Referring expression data

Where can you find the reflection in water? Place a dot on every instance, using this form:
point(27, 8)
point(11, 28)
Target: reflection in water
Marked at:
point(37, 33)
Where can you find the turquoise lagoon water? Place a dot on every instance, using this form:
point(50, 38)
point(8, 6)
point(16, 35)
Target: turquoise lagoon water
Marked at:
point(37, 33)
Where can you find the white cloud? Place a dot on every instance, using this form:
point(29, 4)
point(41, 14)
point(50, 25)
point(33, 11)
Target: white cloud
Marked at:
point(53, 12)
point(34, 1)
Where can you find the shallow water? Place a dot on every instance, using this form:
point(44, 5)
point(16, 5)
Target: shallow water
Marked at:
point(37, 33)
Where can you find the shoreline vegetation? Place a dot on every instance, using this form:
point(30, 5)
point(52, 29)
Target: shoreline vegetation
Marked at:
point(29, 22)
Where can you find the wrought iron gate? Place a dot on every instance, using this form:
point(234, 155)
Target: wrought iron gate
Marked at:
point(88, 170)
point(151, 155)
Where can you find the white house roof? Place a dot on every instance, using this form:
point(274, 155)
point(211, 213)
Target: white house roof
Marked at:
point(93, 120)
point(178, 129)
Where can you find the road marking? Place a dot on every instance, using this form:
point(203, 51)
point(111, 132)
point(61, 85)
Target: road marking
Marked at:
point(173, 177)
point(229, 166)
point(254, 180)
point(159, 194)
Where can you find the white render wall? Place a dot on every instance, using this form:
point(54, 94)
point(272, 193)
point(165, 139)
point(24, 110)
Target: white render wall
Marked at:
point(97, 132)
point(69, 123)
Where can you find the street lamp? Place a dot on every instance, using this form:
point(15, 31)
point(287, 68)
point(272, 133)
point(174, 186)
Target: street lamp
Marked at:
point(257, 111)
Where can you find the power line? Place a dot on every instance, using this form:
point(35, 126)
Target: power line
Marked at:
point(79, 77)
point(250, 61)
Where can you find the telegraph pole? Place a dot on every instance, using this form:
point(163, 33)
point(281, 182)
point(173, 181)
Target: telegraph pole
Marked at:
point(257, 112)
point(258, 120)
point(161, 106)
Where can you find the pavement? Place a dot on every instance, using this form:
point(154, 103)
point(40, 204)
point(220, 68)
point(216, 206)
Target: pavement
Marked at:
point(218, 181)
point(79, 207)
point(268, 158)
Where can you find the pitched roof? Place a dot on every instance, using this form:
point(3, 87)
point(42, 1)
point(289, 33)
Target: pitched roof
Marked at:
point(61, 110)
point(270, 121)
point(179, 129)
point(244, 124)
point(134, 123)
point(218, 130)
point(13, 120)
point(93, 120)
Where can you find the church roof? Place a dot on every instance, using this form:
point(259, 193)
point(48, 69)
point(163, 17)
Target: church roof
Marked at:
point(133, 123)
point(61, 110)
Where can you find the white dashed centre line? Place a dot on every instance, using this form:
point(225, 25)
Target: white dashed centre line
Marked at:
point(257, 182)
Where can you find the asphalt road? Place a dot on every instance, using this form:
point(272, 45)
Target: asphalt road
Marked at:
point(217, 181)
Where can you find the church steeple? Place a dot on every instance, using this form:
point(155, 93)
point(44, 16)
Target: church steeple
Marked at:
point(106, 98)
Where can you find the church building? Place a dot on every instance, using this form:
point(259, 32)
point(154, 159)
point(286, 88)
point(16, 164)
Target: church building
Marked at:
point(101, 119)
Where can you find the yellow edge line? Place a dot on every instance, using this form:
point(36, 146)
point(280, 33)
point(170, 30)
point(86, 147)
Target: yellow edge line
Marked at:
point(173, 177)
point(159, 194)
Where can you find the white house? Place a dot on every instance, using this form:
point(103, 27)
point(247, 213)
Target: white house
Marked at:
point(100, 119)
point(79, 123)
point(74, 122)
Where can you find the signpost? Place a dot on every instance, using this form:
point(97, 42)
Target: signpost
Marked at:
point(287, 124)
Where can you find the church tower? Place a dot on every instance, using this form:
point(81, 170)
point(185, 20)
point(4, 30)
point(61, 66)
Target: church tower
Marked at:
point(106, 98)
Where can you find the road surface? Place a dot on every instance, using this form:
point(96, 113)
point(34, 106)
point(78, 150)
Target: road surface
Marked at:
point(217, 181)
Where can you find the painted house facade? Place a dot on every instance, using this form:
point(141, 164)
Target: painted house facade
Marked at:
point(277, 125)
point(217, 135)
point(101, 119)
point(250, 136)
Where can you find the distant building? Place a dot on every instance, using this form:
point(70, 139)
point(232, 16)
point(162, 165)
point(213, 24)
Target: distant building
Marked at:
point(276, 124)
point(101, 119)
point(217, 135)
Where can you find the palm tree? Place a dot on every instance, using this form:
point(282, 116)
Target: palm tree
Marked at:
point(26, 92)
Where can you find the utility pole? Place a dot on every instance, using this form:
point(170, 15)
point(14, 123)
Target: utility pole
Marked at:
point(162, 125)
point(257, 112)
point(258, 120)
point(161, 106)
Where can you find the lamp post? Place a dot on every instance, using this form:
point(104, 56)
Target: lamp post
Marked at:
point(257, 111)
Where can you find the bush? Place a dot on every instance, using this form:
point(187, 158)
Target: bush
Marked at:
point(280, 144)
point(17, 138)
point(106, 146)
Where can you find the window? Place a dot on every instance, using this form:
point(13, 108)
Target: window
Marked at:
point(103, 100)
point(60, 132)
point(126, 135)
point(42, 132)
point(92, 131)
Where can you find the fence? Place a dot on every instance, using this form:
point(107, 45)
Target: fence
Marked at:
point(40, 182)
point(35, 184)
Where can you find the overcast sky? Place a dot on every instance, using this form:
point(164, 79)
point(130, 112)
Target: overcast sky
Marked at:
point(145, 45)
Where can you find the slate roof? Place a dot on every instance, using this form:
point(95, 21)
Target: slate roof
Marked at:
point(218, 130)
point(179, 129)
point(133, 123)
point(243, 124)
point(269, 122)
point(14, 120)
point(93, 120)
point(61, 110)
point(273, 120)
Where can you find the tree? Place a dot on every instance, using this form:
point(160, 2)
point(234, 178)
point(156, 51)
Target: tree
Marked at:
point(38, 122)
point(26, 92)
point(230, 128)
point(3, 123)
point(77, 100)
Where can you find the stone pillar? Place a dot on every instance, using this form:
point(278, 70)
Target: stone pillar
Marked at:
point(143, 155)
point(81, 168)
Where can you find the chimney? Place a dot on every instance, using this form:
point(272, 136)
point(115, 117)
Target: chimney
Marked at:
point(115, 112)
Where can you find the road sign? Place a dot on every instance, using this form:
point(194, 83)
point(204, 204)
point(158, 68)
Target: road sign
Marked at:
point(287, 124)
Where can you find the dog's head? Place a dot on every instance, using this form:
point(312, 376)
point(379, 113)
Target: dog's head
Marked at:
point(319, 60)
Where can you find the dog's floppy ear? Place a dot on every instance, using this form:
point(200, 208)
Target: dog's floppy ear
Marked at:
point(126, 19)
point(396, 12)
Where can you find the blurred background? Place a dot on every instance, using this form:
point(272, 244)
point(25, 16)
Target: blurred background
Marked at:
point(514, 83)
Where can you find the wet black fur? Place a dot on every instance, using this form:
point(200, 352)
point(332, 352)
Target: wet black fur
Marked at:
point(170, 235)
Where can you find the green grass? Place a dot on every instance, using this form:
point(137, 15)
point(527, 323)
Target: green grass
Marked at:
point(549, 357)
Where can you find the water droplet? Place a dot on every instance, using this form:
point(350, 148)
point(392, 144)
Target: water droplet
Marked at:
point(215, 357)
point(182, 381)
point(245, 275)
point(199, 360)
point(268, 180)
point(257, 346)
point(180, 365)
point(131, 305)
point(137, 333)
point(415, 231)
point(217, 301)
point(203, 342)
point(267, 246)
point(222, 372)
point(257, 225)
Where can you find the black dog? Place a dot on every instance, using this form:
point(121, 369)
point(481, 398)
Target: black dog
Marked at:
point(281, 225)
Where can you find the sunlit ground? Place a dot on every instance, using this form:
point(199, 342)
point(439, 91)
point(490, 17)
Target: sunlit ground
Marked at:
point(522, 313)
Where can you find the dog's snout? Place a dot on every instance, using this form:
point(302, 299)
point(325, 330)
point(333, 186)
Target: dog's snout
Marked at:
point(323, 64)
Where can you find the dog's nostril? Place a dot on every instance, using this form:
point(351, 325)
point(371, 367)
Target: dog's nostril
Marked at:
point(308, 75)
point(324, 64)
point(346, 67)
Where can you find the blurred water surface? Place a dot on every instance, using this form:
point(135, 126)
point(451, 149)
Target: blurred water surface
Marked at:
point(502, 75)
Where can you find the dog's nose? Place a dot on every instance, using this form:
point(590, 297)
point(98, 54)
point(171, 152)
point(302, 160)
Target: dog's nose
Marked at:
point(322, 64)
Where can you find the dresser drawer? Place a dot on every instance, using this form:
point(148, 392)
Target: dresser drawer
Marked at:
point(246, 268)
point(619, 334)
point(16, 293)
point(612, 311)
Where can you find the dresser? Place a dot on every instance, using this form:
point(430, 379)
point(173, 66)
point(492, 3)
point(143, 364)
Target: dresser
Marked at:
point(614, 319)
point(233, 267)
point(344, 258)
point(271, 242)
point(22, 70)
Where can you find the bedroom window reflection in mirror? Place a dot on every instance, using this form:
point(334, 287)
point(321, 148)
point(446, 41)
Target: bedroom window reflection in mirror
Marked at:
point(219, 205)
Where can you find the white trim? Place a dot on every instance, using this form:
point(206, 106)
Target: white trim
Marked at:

**YOUR INSTRUCTIONS:**
Would you print, exactly as written, every line above from the one holding "point(371, 367)" through the one holding "Where can you find the white trim?", with both included and no other lines?

**ANSWER TO THIS TASK:**
point(371, 367)
Target: dog's nostril
Marked at:
point(308, 75)
point(324, 64)
point(346, 67)
Where can you find the blurred water surface? Place a dot on every instance, using this form:
point(135, 126)
point(451, 149)
Target: blurred water surface
Marked at:
point(502, 75)
Where can you find the dog's nose? Place a dot on every instance, using this form:
point(590, 297)
point(98, 54)
point(171, 152)
point(302, 160)
Target: dog's nose
Marked at:
point(322, 64)
Where can you find the dresser drawer? Place a dot on every instance, using this form:
point(148, 392)
Target: dresser drawer
Marked at:
point(246, 268)
point(619, 334)
point(16, 293)
point(612, 311)
Where can you find the dresser? Place a dot on every instance, using this form:
point(430, 379)
point(173, 66)
point(492, 3)
point(143, 364)
Target: dresser
Marked at:
point(614, 319)
point(233, 267)
point(344, 258)
point(271, 242)
point(22, 70)
Where can you find the bedroom window reflection in mirror? Place a dot on every instance, using this form:
point(334, 287)
point(321, 148)
point(446, 41)
Target: bedroom window reflection in mirror
Marked at:
point(219, 205)
Where can you find the white trim? Place a dot on every instance, using this form:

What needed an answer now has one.